What you should do ▸
Restate all of the data below word for word.

--*--

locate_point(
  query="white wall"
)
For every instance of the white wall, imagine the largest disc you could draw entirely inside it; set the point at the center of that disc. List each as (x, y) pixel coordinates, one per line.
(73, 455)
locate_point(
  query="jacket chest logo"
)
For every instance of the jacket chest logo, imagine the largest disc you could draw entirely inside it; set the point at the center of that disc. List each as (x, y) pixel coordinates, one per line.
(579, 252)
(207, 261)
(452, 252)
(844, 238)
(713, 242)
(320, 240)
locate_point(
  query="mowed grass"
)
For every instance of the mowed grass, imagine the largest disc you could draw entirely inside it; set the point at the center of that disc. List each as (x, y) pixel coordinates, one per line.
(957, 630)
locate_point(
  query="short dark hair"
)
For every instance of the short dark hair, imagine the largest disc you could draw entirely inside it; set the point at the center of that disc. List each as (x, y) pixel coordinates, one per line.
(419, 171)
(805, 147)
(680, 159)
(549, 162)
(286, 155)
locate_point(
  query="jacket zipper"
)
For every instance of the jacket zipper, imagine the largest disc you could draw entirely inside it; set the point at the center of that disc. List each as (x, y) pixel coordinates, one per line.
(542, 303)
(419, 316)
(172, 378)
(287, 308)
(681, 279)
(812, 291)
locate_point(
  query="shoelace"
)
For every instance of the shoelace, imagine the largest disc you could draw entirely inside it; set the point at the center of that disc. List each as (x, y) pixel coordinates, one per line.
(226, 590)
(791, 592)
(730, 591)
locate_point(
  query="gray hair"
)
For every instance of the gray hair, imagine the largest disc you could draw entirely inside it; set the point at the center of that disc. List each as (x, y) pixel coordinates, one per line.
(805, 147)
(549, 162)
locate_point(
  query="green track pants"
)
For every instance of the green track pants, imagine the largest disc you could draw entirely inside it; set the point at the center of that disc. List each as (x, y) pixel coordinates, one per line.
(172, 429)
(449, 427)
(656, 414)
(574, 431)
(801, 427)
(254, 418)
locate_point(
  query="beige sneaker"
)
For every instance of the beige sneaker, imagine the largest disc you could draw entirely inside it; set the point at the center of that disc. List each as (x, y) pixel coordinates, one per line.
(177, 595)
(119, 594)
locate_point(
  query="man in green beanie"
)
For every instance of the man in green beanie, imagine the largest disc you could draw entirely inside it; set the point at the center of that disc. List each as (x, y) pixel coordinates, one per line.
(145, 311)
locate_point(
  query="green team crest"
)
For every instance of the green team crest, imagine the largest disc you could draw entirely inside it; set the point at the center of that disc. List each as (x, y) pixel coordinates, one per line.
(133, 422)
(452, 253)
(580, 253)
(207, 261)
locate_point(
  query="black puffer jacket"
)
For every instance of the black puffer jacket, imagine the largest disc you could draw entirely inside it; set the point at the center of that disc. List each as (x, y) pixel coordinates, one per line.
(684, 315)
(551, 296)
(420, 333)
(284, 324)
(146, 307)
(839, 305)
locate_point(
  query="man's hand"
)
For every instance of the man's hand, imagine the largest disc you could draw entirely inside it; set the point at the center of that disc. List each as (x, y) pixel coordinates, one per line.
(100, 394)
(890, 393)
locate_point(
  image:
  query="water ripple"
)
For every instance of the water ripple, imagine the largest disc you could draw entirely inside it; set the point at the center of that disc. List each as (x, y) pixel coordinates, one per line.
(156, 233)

--*--

Solution to this task ▸
locate_point(
  query="white wall"
)
For every instance of the white wall, imagine the largest disc you could draw entirely inside it; set the point at the center of that disc. List each as (x, y) pixel coordinates, one per line.
(73, 455)
locate_point(
  query="jacket chest logo"
)
For every instance of the jacket chest logo, imagine the largest disc you could draw entirely inside it; set the point at the center of that disc. List each as (x, y) pixel coordinates, one per line.
(579, 252)
(207, 261)
(452, 252)
(844, 238)
(713, 242)
(320, 240)
locate_point(
  query="mowed grass"
)
For every instance of the mowed grass, imagine the largest disc you could draw entirely inside it; set the point at the center of that disc. List each as (x, y) pixel coordinates, one per line.
(957, 630)
locate_point(
  query="short dark hair"
)
For every instance of the short dark hair, imagine the largest disc you could draw entirely inside it; set the point at the center of that disc. List each as (x, y) pixel coordinates, one per line.
(419, 171)
(805, 147)
(680, 159)
(549, 162)
(286, 155)
locate_point(
  query="jacket zipper"
)
For every instance of the jacket zipper, imagine the largest disc you could draw entirely inside it; set the point at the center of that disc. List each as (x, y) pixel coordinates, one per line.
(542, 303)
(419, 316)
(172, 378)
(287, 308)
(681, 279)
(812, 291)
locate_point(
  query="shoelace"
)
For every instance of the shoelace, imagine the largest disc you could draw entirely inside it; set the point at the center of that disc. List each as (x, y) pixel coordinates, one per line.
(226, 590)
(791, 592)
(730, 591)
locate_point(
  query="gray hair"
)
For every instance of the gray hair, imagine the largest disc you could draw entirely inside it; set the point at the center of that disc. List each as (x, y) pixel coordinates, one per line.
(805, 147)
(549, 162)
locate_point(
  query="green track pants"
)
For every instance of the green track pants, imagine the largest disc you could draw entirely inside it; set the point at the center of that disc. List each as (x, y) pixel coordinates, one per line.
(172, 429)
(449, 427)
(656, 414)
(574, 431)
(801, 427)
(254, 418)
locate_point(
  query="beige sneaker"
)
For every instance of the beige sneaker, imagine the largest disc you could draw entirely inside it; set the point at the center of that disc. List each as (x, y) pixel coordinates, one per line.
(177, 595)
(119, 594)
locate_point(
  query="man in green beanie"
)
For every instance of the man in green beanie, imagine the largest disc you could draw entirely inside it; set the point at the center of that disc. List each as (x, y) pixel coordinates, one per line.
(145, 311)
locate_point(
  query="green team crest"
)
For every instance of the green team crest, imagine the largest disc you could draw entirely inside it; set the point at the center of that disc. List each as (x, y) pixel coordinates, one per line.
(133, 422)
(452, 253)
(580, 253)
(207, 261)
locate_point(
  query="black puffer jacket"
)
For every instance of the black puffer jacket, imagine the largest disc you could draw entirely inside it; set the point at the center of that disc. List each as (x, y) pixel coordinates, one per line.
(684, 315)
(551, 296)
(420, 333)
(284, 324)
(146, 307)
(839, 305)
locate_point(
  query="man's hand"
)
For every instance of the man's hand, imagine the largest disc you could draw entirely inside it; set the point at the center of that disc. List each as (x, y) pixel coordinates, one per line.
(100, 394)
(890, 393)
locate_point(
  image:
  query="water ripple"
)
For every instance of the water ripple, imagine the largest disc you could draw entirely inside it; set the point at the center of that disc. List each as (x, y) pixel coordinates, one per line.
(156, 233)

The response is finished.